Grid geometry files - acroucher/PyTOUGH GitHub Wiki
TOUGH2 uses a flexible 'finite volume' formulation, in which the model grid is described only as a set of blocks and the connections between them. The blocks are given volumes, and the connections are assigned areas and distances, but nothing is referenced to any particular coordinate system.
For grid generation, and also for post-processing of model results, a coordinate system is usually needed, so that we know where the model grid blocks would be in the real world. For this it is often convenient to have a separate geometry file which defines the grid geometrically in space. This can then be used to generate the grid block volumes and connection data that TOUGH2 needs, and also to plot the model results spatially.
AUTOUGH2 (the University of Auckland version of TOUGH2) is usually used in conjunction with a MULgraph geometry file containing the geometric description of the model grid. This is named after MULgraph, the graphical interface for TOUGH2 developed at the University of Auckland in the 1990s. However, the MULgraph geometry file format can be used independently of MULgraph itself.

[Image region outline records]

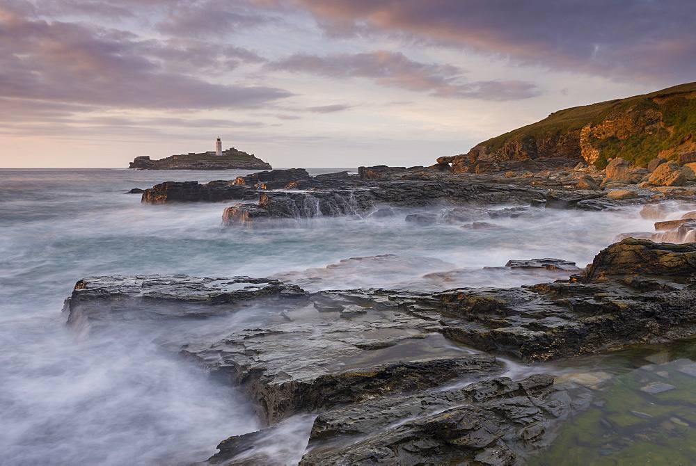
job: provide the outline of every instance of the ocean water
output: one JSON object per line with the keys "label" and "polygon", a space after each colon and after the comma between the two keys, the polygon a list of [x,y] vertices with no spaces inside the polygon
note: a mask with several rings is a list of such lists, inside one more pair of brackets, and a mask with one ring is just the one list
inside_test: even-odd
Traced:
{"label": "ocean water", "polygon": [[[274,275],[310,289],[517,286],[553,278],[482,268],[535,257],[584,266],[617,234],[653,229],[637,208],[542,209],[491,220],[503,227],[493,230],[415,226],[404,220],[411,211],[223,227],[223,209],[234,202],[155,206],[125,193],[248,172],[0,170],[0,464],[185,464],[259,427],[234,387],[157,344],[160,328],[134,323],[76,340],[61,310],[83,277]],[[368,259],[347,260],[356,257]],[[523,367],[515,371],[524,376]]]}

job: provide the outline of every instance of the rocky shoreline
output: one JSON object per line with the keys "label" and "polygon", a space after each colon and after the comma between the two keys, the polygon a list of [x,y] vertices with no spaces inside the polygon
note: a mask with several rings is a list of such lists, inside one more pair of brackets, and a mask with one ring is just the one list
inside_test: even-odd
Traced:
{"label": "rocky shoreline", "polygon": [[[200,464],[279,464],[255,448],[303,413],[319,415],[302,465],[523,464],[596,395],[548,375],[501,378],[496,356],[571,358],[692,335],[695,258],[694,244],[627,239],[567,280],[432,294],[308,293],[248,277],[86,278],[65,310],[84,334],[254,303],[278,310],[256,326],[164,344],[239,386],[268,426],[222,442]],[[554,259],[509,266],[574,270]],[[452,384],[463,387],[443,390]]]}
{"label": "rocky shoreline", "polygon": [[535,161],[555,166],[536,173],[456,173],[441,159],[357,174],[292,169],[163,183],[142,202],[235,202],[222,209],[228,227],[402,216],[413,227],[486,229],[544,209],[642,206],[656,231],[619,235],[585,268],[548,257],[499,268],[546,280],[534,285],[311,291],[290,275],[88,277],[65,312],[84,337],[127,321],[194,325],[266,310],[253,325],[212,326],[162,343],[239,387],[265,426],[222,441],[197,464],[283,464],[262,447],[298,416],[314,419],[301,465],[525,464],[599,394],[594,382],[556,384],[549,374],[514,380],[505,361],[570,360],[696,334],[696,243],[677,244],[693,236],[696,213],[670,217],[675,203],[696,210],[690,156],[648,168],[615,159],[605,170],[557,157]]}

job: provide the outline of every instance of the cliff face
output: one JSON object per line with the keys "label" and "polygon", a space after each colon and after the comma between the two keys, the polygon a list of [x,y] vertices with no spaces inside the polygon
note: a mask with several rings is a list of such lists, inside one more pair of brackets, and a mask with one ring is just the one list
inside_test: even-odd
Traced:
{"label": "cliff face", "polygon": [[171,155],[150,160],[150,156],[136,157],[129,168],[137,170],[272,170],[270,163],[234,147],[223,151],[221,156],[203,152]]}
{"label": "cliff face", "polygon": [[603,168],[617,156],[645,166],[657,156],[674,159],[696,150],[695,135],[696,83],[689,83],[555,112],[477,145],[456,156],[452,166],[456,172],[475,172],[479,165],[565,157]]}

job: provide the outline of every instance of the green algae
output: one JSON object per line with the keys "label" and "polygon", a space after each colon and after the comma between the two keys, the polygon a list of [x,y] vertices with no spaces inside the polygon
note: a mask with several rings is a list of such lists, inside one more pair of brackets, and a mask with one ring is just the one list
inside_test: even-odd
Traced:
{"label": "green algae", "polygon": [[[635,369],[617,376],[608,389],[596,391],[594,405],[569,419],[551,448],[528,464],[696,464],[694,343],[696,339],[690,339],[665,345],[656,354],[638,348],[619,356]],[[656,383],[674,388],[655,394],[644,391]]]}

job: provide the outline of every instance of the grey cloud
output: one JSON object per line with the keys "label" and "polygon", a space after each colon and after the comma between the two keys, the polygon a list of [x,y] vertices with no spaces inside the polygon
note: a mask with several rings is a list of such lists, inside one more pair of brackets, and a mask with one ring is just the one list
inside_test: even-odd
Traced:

■ TASK SET ■
A) Answer these questions about the text on grid geometry files:
(i) In the TOUGH2 formulation, what are the connections assigned?
(ii) What is AUTOUGH2?
(iii) In what decade was MULgraph developed?
B) Pick up the text on grid geometry files after its last sentence and keep writing it.

■ RESULTS FOR THE EXERCISE ■
A)
(i) Areas and distances.
(ii) The University of Auckland version of TOUGH2.
(iii) The 1990s.

B)
The MULgraph geometry file format assumes a layered grid structure in the vertical direction, but allows arbitrary unstructured polygonal columns in the horizontal. It can represent surface topography by allowing blocks in the top layer to have different heights, or blocks in the uppermost layers to be completely absent. A simple representation of well tracks can also be included in the MULgraph geometry file.
MULgraph geometry files can also be used in conjunction with TOUGH2, as well as AUTOUGH2. Conversely, most of PyTOUGH can still be used without using MULgraph geometry files, if preferred.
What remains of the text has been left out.